Text to read.
I have a pipe delimited text file I'm trying to copy to a table. The
file has 17 fields per line. The table has 18, with that last field
(record) a serial with sequence. I have done:
select setval('sequence_name_seq', 555, 'TRUE')
but when I do: COPY tablename FROM '/path/to/file/file.txt' delimiter
'|'
the copy stops at the first row, insisting that it's missing data for
the field record. Well, yeah...
I can make this work with inserts but not with COPY FROM. What I've
been doing is dumping it into a mysql table with an auto_increment
field and then dumping that into a text file and using that for the
COPY FROM; certainly clumsy. How might this be done?

r

#2Brandon Aiken
BAiken@winemantech.com
In reply to: semi-ambivalent (#1)
Re: serial, sequence, and COPY FROM

Serial fields have a default value of nextval, so if you add an 18th
field to your text file with DEFAULT in every record it should work as
intended.

Problem A. From the listing below, copy out word for word the part that opens with the line containing "background, I would be grateful." and runs to the end of the listing.

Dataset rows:
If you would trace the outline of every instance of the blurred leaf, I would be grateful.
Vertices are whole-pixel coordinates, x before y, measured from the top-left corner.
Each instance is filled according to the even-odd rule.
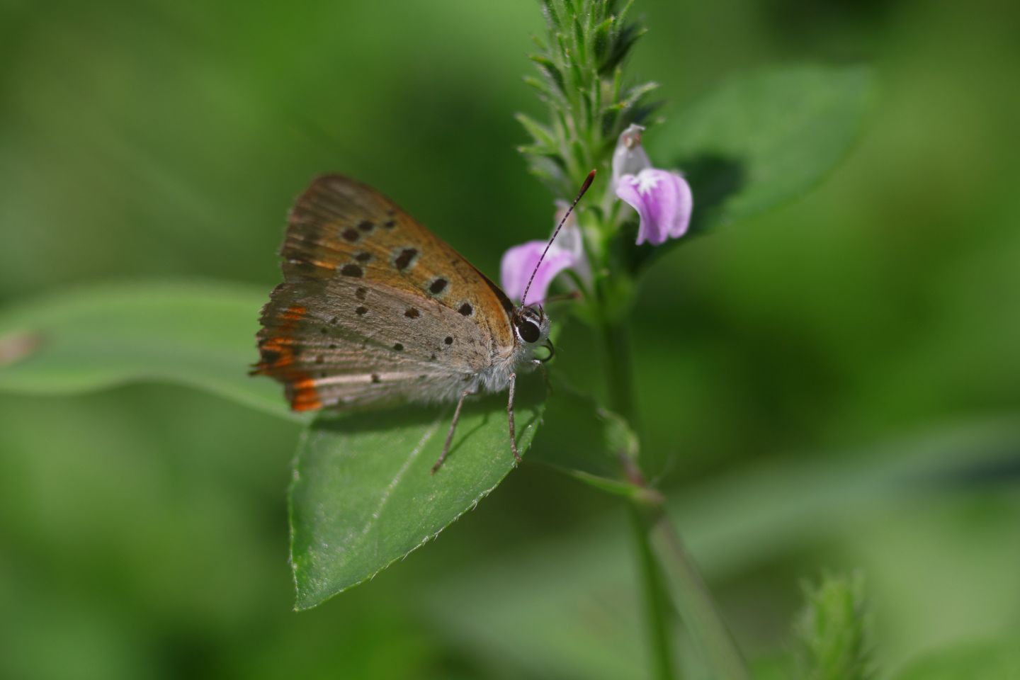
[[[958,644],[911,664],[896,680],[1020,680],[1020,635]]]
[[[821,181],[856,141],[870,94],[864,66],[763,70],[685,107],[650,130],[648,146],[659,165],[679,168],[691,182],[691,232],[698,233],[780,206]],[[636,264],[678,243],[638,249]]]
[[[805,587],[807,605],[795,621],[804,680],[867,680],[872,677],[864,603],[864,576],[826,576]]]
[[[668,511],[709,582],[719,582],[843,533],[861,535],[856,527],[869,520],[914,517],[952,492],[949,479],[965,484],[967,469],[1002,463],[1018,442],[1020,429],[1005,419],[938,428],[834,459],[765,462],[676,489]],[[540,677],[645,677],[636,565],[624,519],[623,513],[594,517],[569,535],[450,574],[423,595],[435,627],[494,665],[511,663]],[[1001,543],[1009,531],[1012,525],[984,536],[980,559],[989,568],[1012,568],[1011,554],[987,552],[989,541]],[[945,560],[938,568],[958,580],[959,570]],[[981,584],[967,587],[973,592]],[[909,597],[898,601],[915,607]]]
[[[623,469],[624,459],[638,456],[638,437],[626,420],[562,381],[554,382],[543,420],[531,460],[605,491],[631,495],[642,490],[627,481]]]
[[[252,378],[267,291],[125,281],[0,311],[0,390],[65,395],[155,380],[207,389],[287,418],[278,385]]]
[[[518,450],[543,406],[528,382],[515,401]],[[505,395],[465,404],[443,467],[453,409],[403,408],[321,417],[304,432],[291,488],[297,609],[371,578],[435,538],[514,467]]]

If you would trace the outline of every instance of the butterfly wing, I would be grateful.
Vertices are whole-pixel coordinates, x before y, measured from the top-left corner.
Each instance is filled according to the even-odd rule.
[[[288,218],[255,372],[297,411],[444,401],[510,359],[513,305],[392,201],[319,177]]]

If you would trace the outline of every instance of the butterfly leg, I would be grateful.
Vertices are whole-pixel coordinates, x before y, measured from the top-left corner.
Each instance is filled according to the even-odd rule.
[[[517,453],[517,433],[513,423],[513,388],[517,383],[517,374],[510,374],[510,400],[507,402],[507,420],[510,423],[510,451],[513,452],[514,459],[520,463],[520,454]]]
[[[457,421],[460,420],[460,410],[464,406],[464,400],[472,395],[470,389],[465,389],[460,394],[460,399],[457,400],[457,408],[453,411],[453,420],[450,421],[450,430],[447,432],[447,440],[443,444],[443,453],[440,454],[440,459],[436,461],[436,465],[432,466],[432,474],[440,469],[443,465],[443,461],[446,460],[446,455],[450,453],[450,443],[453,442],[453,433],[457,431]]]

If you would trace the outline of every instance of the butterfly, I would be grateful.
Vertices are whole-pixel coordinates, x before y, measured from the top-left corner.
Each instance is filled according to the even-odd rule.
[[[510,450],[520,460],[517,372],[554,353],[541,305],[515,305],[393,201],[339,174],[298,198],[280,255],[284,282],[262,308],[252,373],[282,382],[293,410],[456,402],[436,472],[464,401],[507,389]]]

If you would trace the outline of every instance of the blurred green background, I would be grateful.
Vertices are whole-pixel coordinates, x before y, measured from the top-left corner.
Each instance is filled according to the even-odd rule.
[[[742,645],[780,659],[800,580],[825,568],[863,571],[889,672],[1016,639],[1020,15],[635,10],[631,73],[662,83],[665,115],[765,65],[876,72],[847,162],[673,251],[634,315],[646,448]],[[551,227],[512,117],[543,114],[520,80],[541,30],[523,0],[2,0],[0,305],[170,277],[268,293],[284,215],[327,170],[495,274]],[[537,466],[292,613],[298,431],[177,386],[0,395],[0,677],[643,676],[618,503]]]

Problem B.
Decide whether each statement agrees with the thread about serial fields and COPY FROM. Answer yes or no, and quote the words from the thread that settle it.
(i) Each line of the file has 18 fields.
(ii) The copy stops at the first row.
(iii) The reply suggests adding a field with DEFAULT in every record.

Correct result A.
If you would trace the outline of every instance of the blurred green background, I would be grateful.
Vertices are whole-pixel coordinates, x before y, measured from the top-left corner.
Each instance is filled according to the even-odd rule.
[[[742,645],[780,659],[800,580],[825,568],[863,571],[889,672],[1016,639],[1020,15],[635,10],[631,73],[662,83],[665,115],[765,65],[876,72],[847,162],[673,251],[634,315],[646,448]],[[551,227],[512,117],[543,114],[520,80],[541,30],[523,0],[2,0],[0,305],[170,277],[268,293],[284,215],[327,170],[495,274]],[[537,466],[292,613],[298,431],[177,386],[0,395],[0,677],[643,676],[618,503]]]

Correct result B.
(i) No: "The file has 17 fields per line."
(ii) Yes: "the copy stops at the first row"
(iii) Yes: "add an 18th field to your text file with DEFAULT in every record"